Retype, word for word, each line between the lines holding "Question. Indicate the lamb's head" and "Question. Indicate the white marking", inclusive, and leave the rest of the data alone.
Start of INFORMATION SUPPLIED
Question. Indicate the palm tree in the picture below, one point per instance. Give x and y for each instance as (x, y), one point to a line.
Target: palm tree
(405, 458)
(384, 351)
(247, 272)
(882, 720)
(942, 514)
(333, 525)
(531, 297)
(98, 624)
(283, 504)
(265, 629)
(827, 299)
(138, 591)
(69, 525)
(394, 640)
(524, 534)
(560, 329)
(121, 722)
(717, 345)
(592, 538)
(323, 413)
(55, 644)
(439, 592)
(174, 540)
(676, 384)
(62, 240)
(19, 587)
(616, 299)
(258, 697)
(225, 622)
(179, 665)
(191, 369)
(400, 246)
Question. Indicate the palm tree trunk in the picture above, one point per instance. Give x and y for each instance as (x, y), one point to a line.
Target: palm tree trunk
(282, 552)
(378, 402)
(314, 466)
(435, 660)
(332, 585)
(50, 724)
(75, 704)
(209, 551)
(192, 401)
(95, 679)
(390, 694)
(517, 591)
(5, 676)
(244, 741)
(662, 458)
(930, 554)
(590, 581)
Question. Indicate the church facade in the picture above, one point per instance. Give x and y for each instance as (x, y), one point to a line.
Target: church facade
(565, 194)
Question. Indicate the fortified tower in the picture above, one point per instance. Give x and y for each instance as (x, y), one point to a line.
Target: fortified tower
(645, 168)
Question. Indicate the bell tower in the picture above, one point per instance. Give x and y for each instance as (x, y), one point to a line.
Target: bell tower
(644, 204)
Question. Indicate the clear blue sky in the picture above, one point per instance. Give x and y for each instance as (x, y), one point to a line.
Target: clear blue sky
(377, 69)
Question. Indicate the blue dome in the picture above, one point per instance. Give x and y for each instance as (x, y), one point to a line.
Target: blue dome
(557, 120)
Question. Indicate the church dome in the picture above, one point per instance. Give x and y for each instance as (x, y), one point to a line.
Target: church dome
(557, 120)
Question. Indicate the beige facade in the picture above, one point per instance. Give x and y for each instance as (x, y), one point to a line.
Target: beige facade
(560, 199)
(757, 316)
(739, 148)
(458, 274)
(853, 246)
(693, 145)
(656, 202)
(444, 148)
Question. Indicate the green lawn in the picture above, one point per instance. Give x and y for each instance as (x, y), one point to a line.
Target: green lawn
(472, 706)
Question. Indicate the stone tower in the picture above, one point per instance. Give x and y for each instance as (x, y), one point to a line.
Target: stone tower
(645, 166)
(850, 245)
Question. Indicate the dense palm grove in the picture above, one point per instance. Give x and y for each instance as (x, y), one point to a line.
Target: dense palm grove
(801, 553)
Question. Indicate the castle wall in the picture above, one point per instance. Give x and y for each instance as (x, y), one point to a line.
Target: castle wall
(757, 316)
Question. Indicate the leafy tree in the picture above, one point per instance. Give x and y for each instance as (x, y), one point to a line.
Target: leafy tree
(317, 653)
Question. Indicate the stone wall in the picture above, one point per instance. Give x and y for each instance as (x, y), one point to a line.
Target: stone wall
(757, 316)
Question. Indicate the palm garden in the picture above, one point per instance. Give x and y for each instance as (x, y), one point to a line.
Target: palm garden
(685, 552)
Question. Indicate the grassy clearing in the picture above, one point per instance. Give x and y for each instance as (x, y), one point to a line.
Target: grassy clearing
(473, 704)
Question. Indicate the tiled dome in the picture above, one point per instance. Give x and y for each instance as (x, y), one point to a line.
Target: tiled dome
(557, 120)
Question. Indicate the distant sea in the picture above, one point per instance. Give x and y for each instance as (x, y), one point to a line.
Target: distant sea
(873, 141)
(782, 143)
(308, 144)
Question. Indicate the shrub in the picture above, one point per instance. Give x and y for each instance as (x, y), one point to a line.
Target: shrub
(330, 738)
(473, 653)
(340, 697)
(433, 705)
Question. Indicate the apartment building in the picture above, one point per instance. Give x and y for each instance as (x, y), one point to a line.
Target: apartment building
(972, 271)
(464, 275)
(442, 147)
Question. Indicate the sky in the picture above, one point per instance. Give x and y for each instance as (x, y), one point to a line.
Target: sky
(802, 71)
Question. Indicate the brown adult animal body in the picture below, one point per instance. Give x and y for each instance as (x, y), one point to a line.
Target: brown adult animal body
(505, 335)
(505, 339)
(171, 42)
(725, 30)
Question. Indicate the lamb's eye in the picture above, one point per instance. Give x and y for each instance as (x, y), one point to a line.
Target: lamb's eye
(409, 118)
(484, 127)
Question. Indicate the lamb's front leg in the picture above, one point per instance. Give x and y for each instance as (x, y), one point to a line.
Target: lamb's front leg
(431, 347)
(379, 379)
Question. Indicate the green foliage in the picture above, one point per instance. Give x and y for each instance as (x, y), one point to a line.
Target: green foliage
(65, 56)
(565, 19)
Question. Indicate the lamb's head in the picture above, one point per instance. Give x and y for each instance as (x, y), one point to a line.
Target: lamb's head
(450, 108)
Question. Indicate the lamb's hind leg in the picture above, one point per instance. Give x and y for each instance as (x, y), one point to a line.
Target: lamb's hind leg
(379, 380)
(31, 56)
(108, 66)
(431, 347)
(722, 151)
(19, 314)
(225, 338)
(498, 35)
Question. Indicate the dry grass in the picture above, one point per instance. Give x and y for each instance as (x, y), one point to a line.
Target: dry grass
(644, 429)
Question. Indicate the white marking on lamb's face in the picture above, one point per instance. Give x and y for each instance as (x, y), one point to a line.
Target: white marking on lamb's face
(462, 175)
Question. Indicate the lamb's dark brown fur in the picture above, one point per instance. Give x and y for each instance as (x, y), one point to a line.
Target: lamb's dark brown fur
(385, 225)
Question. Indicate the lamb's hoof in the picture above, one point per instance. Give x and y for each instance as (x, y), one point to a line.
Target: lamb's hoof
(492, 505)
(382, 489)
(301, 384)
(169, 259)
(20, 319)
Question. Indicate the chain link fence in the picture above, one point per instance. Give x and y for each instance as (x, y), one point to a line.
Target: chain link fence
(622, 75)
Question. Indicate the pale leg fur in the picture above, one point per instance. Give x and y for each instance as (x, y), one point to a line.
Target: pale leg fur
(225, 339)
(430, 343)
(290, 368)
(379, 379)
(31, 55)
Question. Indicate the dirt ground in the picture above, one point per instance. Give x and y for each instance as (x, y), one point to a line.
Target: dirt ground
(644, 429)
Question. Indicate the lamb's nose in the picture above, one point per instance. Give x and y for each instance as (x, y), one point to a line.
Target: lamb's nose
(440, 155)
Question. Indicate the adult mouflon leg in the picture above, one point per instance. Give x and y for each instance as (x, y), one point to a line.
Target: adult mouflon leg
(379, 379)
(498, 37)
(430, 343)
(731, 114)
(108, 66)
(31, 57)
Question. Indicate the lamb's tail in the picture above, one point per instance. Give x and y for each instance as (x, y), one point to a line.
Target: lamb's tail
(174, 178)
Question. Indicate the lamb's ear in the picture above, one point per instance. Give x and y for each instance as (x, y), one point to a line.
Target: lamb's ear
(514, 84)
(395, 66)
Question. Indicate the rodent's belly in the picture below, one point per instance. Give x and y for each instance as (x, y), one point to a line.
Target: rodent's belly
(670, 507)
End of INFORMATION SUPPLIED
Start of INFORMATION SUPPLIED
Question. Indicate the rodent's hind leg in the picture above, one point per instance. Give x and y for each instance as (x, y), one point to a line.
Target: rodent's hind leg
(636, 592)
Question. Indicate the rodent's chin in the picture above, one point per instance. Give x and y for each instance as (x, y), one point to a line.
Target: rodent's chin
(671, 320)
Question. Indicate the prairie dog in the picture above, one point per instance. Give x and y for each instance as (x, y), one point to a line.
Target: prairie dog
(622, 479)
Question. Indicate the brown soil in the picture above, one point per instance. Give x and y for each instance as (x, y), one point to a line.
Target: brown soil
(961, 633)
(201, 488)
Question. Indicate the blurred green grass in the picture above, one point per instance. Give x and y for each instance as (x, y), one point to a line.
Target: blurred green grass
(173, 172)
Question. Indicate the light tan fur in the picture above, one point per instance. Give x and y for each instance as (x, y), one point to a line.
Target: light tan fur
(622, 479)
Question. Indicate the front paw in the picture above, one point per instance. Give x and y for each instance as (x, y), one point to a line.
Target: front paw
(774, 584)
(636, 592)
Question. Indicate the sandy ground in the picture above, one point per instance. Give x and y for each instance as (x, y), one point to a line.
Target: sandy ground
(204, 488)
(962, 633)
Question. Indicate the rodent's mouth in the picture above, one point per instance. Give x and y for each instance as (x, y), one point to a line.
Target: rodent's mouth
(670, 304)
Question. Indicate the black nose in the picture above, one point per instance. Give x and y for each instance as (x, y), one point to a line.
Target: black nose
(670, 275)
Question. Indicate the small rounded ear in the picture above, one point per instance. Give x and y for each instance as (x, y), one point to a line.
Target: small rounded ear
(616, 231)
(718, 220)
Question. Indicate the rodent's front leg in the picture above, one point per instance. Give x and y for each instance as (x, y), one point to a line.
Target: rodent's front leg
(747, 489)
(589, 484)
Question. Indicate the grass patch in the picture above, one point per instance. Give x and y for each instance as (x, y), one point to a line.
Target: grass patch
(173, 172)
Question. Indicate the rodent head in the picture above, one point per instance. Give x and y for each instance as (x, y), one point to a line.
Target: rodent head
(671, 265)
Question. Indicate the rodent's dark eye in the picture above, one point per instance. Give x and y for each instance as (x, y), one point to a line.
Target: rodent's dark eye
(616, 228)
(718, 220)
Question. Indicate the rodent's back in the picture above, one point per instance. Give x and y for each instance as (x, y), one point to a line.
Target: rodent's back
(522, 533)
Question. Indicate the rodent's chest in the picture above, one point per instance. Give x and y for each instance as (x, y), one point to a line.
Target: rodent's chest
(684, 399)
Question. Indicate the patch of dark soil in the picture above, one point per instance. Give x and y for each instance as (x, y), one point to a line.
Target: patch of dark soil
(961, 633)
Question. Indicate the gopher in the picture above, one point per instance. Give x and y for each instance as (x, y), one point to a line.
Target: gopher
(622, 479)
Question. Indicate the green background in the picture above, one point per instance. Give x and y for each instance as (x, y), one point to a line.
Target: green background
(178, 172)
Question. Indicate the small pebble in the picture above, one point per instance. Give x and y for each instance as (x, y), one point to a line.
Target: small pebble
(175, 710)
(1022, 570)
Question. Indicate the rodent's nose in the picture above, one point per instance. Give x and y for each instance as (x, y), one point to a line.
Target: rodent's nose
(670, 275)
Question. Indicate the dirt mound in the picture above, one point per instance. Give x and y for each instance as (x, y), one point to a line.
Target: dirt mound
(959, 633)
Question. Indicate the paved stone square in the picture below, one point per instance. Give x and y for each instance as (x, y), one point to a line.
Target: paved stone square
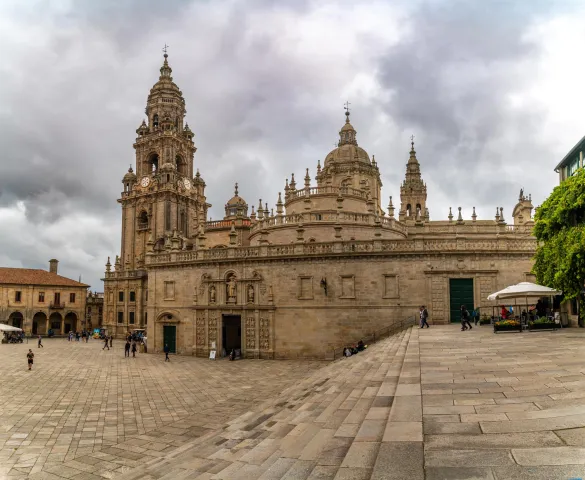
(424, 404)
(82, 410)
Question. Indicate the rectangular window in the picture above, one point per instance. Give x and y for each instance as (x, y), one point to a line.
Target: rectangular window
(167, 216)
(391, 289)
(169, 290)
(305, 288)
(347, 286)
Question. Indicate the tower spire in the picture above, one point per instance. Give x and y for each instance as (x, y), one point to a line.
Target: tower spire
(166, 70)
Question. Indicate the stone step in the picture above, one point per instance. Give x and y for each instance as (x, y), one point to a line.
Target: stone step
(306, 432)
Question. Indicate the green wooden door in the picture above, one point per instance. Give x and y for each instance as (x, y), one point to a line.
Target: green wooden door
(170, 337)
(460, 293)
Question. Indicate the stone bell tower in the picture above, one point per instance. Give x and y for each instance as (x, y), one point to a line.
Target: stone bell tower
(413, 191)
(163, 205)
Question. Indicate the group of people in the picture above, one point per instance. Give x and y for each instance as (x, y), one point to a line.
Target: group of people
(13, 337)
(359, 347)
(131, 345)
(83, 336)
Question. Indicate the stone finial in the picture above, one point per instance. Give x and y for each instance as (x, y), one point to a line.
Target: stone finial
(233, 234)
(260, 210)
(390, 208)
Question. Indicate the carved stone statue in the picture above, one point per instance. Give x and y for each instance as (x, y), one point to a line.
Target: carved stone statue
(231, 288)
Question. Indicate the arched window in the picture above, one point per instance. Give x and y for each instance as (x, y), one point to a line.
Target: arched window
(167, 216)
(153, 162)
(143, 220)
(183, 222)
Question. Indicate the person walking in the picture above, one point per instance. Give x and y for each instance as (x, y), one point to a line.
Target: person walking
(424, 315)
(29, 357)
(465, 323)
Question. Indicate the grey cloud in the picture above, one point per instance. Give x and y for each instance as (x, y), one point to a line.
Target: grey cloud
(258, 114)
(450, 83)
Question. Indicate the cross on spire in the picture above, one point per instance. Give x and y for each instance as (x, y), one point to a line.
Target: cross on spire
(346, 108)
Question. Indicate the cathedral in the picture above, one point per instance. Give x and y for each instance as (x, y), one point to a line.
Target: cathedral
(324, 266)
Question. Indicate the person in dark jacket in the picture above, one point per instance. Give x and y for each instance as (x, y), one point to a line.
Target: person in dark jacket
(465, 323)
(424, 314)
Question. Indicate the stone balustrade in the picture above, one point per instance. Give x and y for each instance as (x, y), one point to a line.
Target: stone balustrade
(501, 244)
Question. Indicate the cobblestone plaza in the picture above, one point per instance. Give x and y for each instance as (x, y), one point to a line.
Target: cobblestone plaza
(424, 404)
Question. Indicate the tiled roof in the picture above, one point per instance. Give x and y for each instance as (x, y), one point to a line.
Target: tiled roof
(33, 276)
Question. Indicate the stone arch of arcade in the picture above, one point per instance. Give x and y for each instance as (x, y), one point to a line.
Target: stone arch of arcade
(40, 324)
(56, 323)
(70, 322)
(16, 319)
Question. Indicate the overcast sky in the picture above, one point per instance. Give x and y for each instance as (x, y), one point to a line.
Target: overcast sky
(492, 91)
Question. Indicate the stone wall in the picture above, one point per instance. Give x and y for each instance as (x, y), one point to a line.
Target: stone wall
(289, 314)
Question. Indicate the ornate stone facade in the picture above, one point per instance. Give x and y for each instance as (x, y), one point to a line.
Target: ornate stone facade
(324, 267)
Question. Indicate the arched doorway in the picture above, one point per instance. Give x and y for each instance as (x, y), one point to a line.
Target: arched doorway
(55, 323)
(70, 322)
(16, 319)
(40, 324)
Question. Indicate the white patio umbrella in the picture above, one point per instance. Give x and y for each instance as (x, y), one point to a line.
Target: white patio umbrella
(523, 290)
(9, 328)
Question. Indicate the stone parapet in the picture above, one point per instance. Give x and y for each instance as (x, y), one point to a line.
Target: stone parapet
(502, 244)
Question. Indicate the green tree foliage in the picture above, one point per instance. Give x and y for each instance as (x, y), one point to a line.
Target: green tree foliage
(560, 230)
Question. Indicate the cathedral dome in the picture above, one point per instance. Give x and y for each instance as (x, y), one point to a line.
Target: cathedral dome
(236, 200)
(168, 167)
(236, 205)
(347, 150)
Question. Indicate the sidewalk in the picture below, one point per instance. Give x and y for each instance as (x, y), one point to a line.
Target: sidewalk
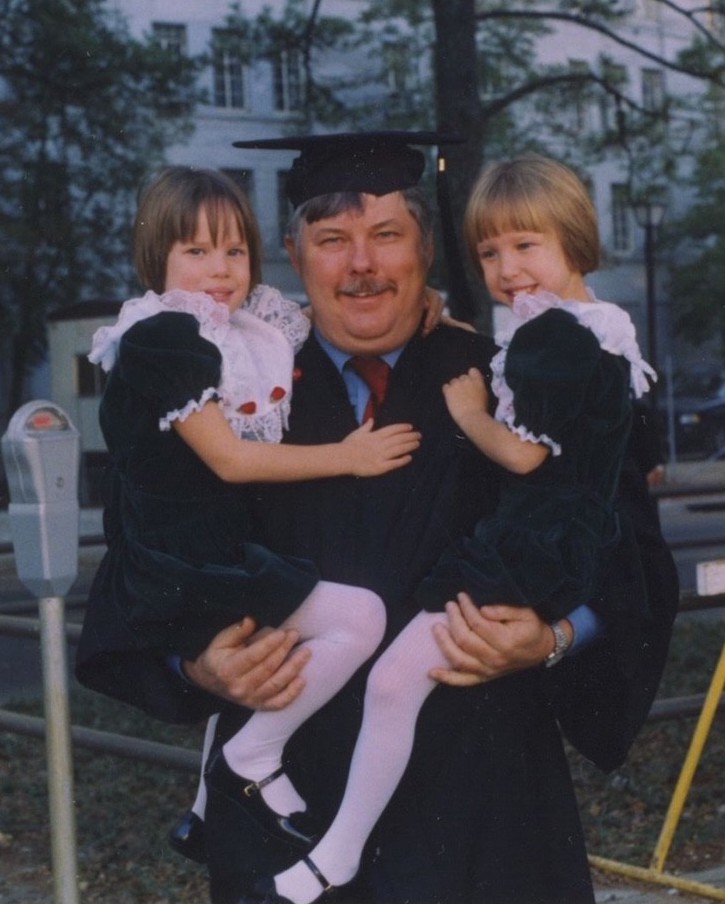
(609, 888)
End of INFORMATION SUPPLIED
Start of INFORMATION SUPPLIED
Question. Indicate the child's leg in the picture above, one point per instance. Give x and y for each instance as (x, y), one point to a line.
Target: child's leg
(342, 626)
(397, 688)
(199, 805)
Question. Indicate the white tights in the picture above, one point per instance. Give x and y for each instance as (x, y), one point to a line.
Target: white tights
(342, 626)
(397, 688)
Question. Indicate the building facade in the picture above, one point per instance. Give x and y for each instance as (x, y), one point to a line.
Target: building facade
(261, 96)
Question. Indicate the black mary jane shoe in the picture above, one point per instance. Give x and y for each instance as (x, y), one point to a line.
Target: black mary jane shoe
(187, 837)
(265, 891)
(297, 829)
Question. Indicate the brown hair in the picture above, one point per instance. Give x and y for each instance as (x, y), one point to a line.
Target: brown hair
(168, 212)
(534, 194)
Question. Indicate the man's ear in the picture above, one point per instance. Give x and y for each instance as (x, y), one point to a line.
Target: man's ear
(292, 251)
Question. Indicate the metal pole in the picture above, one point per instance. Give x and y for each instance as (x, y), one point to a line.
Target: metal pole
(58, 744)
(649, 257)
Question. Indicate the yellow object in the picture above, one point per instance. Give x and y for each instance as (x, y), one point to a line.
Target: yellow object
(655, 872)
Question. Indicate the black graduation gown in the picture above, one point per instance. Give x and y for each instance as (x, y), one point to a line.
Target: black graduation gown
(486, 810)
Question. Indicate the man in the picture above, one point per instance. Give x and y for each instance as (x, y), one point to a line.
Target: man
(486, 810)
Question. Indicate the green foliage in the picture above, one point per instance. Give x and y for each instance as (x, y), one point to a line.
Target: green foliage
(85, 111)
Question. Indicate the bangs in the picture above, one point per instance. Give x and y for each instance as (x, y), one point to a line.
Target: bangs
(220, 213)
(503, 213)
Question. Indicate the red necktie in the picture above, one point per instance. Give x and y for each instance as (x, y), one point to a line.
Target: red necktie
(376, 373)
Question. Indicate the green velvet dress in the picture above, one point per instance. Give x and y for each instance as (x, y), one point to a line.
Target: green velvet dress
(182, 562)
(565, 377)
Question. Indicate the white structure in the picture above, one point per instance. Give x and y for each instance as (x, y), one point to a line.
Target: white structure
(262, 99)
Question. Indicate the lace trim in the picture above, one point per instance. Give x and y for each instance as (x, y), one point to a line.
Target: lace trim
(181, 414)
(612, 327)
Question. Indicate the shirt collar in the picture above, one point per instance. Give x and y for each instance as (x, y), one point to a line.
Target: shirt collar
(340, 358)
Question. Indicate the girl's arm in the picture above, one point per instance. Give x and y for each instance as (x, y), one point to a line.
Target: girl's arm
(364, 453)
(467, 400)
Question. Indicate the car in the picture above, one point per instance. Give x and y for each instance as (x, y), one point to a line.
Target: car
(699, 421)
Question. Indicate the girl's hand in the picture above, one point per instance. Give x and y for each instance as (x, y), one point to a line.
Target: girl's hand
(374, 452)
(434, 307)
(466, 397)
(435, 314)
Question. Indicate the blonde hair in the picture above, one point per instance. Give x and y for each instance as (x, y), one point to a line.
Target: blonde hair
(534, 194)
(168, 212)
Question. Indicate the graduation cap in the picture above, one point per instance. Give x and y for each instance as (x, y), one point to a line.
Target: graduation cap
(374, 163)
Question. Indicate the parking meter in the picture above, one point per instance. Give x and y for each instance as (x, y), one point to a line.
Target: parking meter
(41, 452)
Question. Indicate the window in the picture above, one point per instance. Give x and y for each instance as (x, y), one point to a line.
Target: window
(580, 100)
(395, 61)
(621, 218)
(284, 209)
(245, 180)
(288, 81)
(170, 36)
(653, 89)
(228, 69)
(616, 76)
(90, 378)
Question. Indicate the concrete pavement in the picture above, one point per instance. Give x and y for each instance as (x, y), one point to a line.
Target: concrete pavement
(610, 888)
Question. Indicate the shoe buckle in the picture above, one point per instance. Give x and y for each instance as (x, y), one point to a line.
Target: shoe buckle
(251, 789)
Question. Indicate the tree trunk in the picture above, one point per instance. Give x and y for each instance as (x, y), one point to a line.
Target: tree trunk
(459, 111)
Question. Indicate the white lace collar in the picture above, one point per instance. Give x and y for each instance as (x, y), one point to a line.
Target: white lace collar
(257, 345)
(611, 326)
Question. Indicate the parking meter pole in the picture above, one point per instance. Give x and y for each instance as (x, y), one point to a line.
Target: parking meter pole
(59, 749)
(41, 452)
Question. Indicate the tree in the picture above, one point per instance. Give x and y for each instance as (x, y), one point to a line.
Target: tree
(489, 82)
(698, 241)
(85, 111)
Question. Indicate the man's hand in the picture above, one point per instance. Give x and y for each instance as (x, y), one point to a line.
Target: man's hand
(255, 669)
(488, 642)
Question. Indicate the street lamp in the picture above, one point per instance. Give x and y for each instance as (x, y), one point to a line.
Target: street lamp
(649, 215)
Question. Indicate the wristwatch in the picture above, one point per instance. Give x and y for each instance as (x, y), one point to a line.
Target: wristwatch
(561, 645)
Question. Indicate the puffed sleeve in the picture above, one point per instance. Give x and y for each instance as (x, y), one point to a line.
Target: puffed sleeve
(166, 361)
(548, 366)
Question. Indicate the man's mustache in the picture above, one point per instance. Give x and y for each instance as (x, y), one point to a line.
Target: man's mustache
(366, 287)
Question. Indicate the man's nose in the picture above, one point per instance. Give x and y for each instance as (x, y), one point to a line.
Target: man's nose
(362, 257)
End of INFORMATION SUPPLIED
▶ _RESULT FOR THIS TASK_:
Question. Indicate the lamb's head in the picture above, one point per instance. Give x and y for each instance as (x, y), one point to a line.
Target: lamb's head
(450, 108)
Question. Indicate the lamb's hind leg in the picture above, one point per instance. Give x and y for each instance as (x, y), one point to a line.
Target: lamb's hind leg
(379, 380)
(31, 56)
(108, 66)
(431, 347)
(722, 151)
(19, 314)
(225, 338)
(498, 35)
Question. Indicate the dry grass in the picture above, one point per instance. Give x and y for each instance as (x, y), one point to a line.
Target: dry grass
(644, 429)
Question. Indicate the white marking on lamb's face in the picture above, one point per instance. Give x and y for each instance as (x, y), one point to a line.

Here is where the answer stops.